▸ Work to be completed: Retype the lines of the material below exactly, starting at the line that contains "point: closet door panel" and ending at the line that contains "column 259, row 221", both included.

▸ Supplied data:
◇ ◇ ◇

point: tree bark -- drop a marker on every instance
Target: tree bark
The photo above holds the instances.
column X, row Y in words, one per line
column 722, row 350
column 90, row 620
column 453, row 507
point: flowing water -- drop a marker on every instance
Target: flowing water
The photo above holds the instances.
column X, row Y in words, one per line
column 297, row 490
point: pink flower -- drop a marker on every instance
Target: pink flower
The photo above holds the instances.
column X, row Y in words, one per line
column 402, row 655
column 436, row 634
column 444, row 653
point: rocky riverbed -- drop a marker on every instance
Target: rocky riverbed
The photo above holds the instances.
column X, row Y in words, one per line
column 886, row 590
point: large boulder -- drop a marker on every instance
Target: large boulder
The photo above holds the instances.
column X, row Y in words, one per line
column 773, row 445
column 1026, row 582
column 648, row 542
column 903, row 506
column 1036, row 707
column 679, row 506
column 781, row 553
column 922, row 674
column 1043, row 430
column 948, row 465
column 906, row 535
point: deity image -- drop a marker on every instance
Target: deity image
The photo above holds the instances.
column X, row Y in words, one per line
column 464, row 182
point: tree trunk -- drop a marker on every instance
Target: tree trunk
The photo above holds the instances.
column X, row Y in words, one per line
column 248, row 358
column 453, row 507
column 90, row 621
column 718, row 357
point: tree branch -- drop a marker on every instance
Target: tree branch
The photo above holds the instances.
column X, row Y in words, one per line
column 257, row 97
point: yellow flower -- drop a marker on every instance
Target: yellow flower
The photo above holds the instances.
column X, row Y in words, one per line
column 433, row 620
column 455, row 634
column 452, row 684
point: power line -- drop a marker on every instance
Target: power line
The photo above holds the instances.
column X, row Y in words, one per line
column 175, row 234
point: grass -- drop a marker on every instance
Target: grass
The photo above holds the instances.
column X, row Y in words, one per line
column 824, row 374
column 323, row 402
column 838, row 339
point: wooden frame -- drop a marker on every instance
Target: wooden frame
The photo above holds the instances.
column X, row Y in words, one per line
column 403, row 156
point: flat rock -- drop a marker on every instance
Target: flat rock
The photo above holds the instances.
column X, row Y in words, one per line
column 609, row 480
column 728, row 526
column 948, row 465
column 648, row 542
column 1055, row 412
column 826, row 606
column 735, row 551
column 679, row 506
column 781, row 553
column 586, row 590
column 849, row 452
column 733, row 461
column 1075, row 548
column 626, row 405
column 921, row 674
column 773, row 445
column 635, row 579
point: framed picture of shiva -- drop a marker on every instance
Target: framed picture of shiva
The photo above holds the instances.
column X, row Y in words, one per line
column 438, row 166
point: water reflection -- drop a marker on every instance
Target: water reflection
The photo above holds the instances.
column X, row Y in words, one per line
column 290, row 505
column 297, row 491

◇ ◇ ◇

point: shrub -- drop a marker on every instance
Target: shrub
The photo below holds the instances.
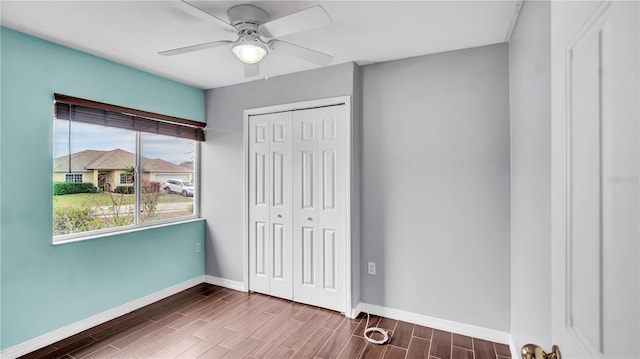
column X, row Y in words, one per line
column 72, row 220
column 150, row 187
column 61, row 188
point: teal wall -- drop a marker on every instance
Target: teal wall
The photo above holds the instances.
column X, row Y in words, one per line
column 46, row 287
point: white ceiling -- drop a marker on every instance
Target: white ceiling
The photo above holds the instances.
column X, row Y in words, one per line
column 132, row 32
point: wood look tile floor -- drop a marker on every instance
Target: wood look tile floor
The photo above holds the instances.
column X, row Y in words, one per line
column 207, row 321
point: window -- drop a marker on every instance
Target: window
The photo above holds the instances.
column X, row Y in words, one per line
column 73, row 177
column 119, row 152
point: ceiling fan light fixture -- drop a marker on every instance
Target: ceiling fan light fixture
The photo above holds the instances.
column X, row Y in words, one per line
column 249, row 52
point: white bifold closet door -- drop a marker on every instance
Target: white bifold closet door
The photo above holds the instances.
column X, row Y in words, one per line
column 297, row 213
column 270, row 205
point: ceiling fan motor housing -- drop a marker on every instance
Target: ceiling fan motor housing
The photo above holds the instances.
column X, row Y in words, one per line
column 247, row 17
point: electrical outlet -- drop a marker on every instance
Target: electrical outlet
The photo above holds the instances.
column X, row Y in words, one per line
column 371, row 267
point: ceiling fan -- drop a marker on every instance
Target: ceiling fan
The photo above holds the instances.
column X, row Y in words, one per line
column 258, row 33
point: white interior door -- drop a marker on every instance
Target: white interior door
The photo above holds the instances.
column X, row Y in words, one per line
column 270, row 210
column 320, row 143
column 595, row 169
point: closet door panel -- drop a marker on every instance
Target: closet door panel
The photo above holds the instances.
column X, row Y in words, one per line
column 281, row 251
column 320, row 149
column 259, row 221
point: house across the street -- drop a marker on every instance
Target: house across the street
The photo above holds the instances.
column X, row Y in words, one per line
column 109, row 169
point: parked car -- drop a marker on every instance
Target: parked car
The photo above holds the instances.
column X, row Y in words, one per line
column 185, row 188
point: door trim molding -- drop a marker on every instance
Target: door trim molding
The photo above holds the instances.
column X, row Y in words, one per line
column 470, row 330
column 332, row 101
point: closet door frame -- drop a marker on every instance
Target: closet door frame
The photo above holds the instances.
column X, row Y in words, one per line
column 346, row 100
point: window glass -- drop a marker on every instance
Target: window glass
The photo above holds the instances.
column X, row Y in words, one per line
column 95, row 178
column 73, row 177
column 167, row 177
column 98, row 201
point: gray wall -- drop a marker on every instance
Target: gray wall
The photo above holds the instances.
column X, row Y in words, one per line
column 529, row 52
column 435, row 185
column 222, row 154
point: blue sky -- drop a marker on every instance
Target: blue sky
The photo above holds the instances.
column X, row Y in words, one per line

◇ ◇ ◇

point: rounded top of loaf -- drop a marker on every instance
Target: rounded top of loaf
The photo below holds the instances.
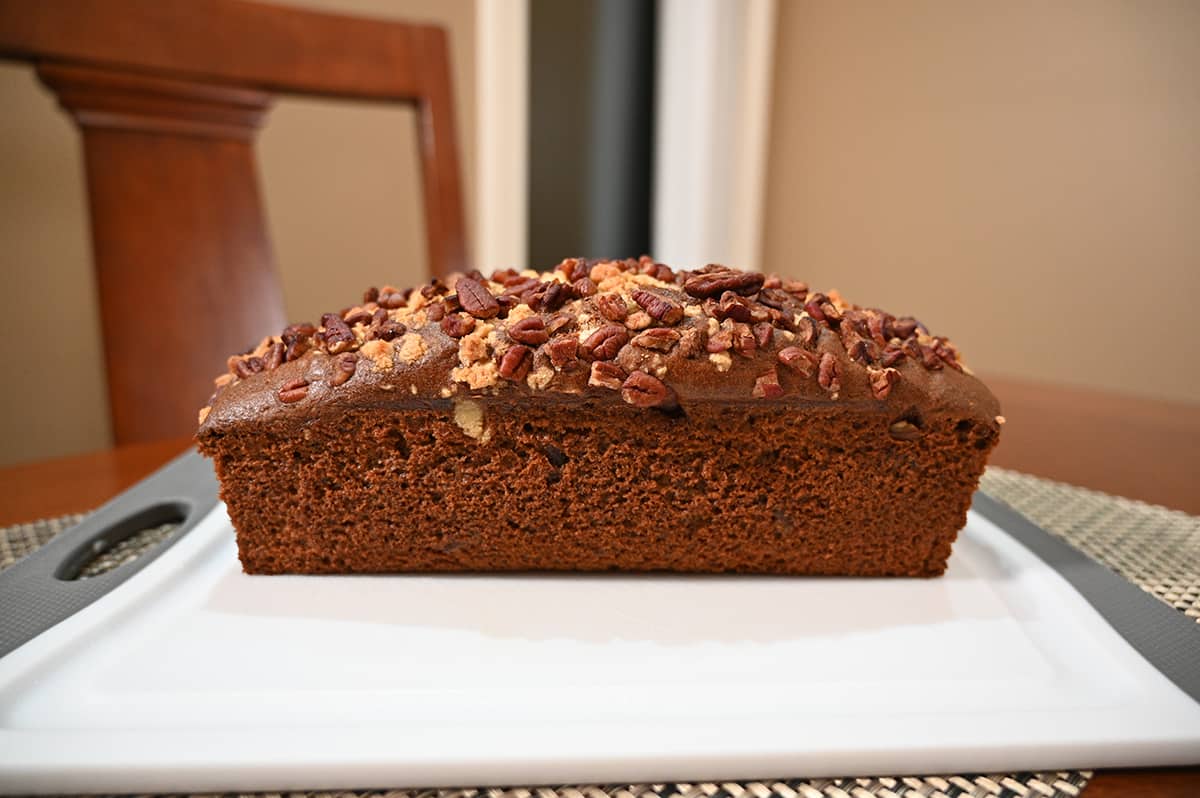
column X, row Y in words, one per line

◇ ◇ ◇

▸ Solved exercise:
point: closet door panel -- drop a marker on every instance
Target: closet door panel
The photo above holds the instances.
column X, row Y in words, one per line
column 281, row 251
column 320, row 149
column 259, row 221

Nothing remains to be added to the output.